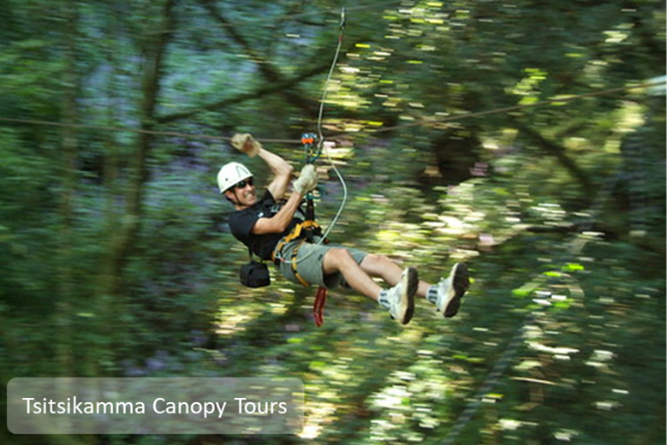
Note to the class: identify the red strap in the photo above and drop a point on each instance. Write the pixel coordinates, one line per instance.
(318, 308)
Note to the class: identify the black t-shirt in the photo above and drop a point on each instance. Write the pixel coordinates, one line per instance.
(242, 222)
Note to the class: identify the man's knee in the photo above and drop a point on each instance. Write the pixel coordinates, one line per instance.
(337, 258)
(340, 255)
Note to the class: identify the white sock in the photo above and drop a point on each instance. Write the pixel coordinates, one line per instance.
(383, 299)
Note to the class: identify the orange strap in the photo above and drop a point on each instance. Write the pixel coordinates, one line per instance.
(318, 308)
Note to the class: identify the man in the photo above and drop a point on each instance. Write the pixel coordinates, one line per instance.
(267, 228)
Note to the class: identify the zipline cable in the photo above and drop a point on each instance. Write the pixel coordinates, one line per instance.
(343, 20)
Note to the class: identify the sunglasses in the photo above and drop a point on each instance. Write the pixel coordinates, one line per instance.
(242, 184)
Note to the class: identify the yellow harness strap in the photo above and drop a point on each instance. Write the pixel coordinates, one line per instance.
(295, 234)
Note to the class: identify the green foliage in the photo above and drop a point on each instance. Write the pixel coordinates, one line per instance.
(117, 261)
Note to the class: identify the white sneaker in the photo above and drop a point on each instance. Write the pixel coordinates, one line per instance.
(452, 289)
(401, 298)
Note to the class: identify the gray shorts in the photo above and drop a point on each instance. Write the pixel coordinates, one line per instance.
(310, 263)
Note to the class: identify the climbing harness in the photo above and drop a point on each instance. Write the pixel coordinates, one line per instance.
(309, 230)
(306, 231)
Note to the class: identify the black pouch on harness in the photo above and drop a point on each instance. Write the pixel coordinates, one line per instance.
(255, 274)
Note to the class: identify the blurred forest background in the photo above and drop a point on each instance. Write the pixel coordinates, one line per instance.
(117, 259)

○ ○ ○

Starting at the line that contains "Note to the class: identify the white sock" and ending at the last line of the listing, put those lines into a JSON list of strings, one string per line, leaving out any blank lines.

[
  "Note to the class: identify the white sock in the photo above and drop a point on each instance. Write the pixel coordinates, one line per instance.",
  "(383, 299)",
  "Note to the class: identify the orange strap in the photo above and drop a point on each instance. Write the pixel coordinates, one line per instance.",
  "(318, 308)",
  "Note to the class: identify the man in the photo above and drop a point on each instance. Write the pixel coordinates, one line per instance.",
  "(267, 228)",
  "Note to the class: identify the zipline cable in the photo above and drop a point on each instance. Write the pixel coordinates, one line per instance.",
  "(343, 20)",
  "Note to the class: identify the sunglasses in the photo above and drop a point on each instance. Write the pixel coordinates, one line per instance.",
  "(242, 184)",
  "Note to the class: identify the yellow harness strap in the photo above and drop a point on each instance. Write the pixel coordinates, one line per instance.",
  "(295, 234)",
  "Note to the class: identify the green foliage in the photo above and drop a point on each instance. Write the pixel coordinates, one line per instance.",
  "(117, 261)",
  "Note to the class: identify the white sneaker in the photo above and drop a point on each instance. Write the pixel coordinates, one line per instance.",
  "(452, 289)",
  "(401, 298)",
  "Note to the class: identify the gray shorts in the photo above and drop a point on each instance. Write the pixel coordinates, one line per instance.",
  "(310, 263)",
  "Note to the class: identify the climbing harness in the photo above and drop a point on each instance. Write the pixel coordinates, one line per instance.",
  "(309, 230)",
  "(306, 231)",
  "Note to the class: identify the black pouch on harness in the photo above and drop a point on each instance. Write the pixel coordinates, one line per instance.",
  "(255, 274)",
  "Note to the class: identify the blurred forest background in the photo above and drop a point on each instance. Write the pixel coordinates, one line per instance.",
  "(117, 259)"
]